═══ Tekst źródłowy ═══

Pisać czy zmywać?

Przez Katarzyna , 21/06/2012 [17:55]

Nie tak dawno portale internetowe obiegła wiadomość:
Polacy nie wierzą tradycyjnym mediom, ale ufają Internetowi. Fakt ten skomentował w swojej notce Gadający Grzyb Internet a mediodajnie Audycja 329 (niedzielna) .

Zgadzam się z nim. To jeszcze nie powód do radości, bo Internet ma różne oblicza, a treści wiodących portali, np. Onetu nie różnią się od propagandowej sieczki podawanej w TVN czy TOK FM. Samodzielnemu myśleniu Polaków też nie można ufać. Podzielam również opinię, że jest to duże wyzwanie dla mediów drugiego obiegu i polityków opozycyjnych w stosunku do obecnie nam miłościwie panujących.

Mam jednak pewien problem, którego nijak nie potrafię rozsupłać.

═══

* _Treść zadania_: Proszę kontynuować tekst źródłowy o zaufaniu Polaków do internetu, zaczynając od miejsca, w którym się urywa.

═══ Dostarczone dane ═══

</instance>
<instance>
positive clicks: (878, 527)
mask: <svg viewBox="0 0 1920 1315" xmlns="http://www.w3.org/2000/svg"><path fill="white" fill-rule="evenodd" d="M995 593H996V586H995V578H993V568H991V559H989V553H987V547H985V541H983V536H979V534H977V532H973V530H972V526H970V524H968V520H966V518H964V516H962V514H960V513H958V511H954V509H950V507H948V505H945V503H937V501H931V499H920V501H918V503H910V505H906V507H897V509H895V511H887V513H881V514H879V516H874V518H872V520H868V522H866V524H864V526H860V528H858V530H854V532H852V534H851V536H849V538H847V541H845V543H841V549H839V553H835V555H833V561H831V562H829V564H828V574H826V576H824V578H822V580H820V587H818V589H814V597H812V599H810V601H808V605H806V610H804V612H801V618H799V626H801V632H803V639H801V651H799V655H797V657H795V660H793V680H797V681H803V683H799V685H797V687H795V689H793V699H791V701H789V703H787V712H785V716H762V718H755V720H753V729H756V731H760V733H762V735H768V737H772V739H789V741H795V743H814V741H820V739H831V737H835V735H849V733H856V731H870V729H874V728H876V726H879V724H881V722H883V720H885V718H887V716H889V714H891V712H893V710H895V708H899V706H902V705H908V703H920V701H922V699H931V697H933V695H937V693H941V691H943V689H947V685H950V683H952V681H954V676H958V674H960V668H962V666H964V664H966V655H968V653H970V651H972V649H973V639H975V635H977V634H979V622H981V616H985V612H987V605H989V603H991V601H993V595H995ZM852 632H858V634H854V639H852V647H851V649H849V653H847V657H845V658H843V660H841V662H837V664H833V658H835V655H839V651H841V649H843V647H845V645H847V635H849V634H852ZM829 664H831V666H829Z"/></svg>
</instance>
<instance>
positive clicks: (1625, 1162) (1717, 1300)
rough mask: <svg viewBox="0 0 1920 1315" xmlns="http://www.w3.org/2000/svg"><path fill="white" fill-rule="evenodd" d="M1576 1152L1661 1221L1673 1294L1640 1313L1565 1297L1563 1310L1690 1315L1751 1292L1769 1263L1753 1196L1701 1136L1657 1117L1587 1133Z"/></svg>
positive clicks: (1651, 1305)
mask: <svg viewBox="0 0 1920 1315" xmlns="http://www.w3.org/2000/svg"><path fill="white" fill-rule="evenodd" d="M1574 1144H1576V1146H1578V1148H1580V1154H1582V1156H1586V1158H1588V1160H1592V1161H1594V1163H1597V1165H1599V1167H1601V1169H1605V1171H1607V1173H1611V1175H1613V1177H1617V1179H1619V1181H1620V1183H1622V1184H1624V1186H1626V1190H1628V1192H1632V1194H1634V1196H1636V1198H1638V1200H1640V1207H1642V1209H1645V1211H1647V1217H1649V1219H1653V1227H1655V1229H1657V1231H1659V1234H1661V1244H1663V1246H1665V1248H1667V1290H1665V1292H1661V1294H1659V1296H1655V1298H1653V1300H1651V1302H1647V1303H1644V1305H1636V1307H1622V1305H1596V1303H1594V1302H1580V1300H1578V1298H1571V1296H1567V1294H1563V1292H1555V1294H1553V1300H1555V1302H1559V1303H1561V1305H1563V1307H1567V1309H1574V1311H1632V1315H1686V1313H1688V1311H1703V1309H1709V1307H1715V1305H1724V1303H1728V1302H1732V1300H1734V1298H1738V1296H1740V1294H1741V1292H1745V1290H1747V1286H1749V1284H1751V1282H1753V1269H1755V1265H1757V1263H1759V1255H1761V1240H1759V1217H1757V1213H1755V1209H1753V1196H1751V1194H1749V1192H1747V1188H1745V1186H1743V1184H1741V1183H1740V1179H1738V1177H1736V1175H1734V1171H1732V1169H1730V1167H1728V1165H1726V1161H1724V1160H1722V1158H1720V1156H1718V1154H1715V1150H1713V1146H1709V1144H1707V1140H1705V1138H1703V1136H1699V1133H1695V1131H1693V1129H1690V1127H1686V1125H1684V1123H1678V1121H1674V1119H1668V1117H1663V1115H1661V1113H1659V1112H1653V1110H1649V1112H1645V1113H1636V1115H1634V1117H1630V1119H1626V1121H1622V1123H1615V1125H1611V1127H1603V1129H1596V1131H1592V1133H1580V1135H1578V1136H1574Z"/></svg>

═══

* _Pole odpowiedzi_:
Dotyczy on odbioru informacji dziennikarskich i blogerskich przez czytelników portali prawicowych. Kim naprawdę są ci czytelnicy? A przynajmniej niektórzy z nich.
Niejednokrotnie słyszałam i czytałam opinie ludzi, znających się na rzeczy, o podziale Polaków, nie tylko w rzeczywistości ale i w wirtualnej przestrzeni, do tego stopnia, że czytamy tylko tych, którzy mają podobne poglądy, a treścią naszych notek blogowych, artykułów, felietonów, komentarzy, rysunków, filmów i audycji, przekonujemy już przekonanych. Żyjemy w równoległych matrixach i dbamy za po mocą tzw. „bana”, by się nie przenikały.

Nie da się ukryć, że odrobina refleksji i gotowi jesteśmy przyznać rację tym diagnozom. Znam to z doświadczenia. Z trudem wytrzymuję na stronie gazety.pl, do przeglądu notek racjonalisty, artykułów „Nie” żadna siła mnie nie zmusi, szerokim łukiem omijam postkomunistyczne czasopisma. Zapewne mojego blogu nie czyta też Azraelk czy Rudecka i nawzajem. Stosuję metodę - nie muszę skakać z mostu, by przekonać się, że mogę złamać kręgosłup - i dla higieny trzymam się z daleka od czerwonych adresów internetowych.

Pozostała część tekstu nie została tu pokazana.